### Exercise set
(A) According to the text on Zimbabwe's highway corridor, what is the distance from Chirundu Border Post to Harare?
(B) Pick up the text on Zimbabwe's highway corridor after its last sentence and continue it.

Top of Extracted text

The local road corridor has two legs; the Chirundu–Harare and the Harare–Beitbridge highways.

The road has been divided into sections described here as "links" and the rehabilitation of the highway is being carried out in various "links" which would eventually see the whole route done.
The links are numbered from north to south; from Chirundu border with Zambia to Beitbridge border with South Africa.

== Chirundu-Harare ==
===Background===

The Chirundu-Harare Highway which is a regional road corridor is designated as the R3 Highway and the A1 Highway on Zimbabwe's Road Network. It runs generally in a south-easterly direction from Chirundu Border Post to Harare, a distance of 348 km. The Chirundu-Harare Highway is part of the Regional Trunk Road Network (RTRN Link Nr 22) as well as the Trans-African Highway Nr 9 (Beira-Lobito Highway).

On the Zambian side the highway continues north as T2 Highway, through Zambia's Capital City (Lusaka), to Tunduma, the border between Zambia and Tanzania.

Bottom of Extracted text
Top of Records

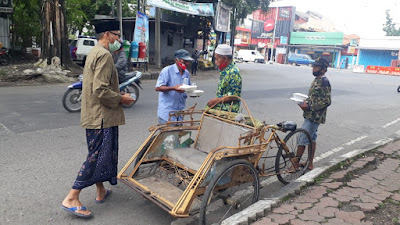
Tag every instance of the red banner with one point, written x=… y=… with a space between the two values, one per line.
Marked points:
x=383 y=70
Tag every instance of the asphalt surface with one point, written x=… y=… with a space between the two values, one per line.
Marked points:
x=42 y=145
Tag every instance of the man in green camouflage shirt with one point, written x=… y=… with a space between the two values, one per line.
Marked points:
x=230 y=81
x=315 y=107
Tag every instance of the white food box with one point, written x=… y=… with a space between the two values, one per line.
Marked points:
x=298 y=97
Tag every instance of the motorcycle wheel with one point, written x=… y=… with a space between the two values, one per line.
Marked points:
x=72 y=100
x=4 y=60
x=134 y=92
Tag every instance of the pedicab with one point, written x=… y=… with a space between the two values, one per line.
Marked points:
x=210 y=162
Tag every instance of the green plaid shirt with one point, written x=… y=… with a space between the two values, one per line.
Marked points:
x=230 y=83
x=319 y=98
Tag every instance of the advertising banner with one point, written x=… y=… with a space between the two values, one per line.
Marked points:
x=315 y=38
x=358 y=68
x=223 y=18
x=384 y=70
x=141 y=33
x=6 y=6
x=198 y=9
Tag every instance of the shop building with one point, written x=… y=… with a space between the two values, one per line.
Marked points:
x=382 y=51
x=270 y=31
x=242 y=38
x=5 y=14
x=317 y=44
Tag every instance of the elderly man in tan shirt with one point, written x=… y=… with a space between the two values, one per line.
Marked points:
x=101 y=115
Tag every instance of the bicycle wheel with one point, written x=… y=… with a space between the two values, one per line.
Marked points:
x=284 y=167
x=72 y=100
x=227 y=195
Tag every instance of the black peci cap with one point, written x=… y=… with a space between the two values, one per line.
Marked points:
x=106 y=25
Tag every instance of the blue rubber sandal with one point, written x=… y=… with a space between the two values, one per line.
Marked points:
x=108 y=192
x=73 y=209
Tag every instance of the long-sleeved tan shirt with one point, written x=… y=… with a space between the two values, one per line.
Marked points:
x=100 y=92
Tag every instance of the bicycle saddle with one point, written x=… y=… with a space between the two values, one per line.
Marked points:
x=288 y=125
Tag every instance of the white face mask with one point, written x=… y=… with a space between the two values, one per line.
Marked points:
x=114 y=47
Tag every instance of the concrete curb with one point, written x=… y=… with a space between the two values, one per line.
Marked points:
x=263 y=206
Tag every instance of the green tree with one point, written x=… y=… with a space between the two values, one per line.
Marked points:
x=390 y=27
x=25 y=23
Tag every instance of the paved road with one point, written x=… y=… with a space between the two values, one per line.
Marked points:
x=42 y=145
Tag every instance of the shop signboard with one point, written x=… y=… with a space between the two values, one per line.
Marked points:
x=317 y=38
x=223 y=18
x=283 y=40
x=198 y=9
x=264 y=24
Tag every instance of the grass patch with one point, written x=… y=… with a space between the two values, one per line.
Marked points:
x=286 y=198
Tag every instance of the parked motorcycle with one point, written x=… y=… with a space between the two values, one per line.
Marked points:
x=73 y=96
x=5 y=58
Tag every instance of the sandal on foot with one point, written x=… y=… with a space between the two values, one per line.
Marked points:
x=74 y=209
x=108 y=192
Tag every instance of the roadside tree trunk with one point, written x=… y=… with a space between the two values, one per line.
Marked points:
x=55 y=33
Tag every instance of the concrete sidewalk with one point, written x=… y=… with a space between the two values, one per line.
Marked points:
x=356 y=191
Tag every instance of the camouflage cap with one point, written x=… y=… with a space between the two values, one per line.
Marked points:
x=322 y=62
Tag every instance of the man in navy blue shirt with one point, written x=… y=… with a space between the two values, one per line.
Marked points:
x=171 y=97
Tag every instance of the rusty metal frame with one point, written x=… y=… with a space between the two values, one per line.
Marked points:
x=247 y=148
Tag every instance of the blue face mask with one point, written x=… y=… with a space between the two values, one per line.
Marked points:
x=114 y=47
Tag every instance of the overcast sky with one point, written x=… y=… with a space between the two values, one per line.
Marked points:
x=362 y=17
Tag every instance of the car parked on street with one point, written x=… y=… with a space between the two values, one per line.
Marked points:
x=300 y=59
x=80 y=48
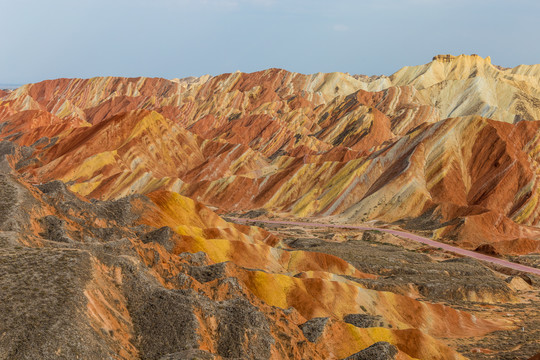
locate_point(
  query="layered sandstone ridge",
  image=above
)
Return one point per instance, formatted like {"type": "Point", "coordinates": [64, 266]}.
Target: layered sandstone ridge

Bottom of Records

### Results
(A) 348 km.

(B)
Major local and regional trunk routes in Zimbabwe are fully paved and of modern design. However most of them, including this one needs retouching.

===Operations===
The North-South Corridor Aid-for-Trade Programme's specific objective is to contribute to the upgrading of the Chirundu-Harare Highway section of the North-South Corridor road network through rehabilitation of the highway. The Chirundu to Harare section of the Regional Trunk Road Network (RTRN Link Nr 22) has 4 road links to be rehabilitated.

===Link 1 Chirundu–Makuti===
Link 1 runs a distance of 75 km from Chirundu Border Post to Hells Gate. This section covers the Zambezi Escapement area. It is mountainous and has a number of very steep passes. In this section of the road there is a turn-off (to the right or east) to Manna Pools and the Hurungwe Safari Area.

At the end of this link is Makuti, an important waypoint for those travelling straight ahead and those turning right into P12 Highway to Kariba.

===Link 2 Makuti–Karoi===
Link 2 runs a distance of 78 km from Makuti to Karoi. Unlike Link 1, this section has moderate curves and slopes. Charara Safari area lies left (west) for about 25 km stretch of this highway section from Makuti.

===Link 3 Karoi–Chinhoyi===
Link 3 covers a distance of 94 km from Karoi to Chinhoyi. This road runs south-easterly all the way to Chinhoyi.
Travellers to Chegutu, through to Gweru can branch right in Chinhoyi into P13 Highway popularly known as the Chegutu-Chinhoyi Highway.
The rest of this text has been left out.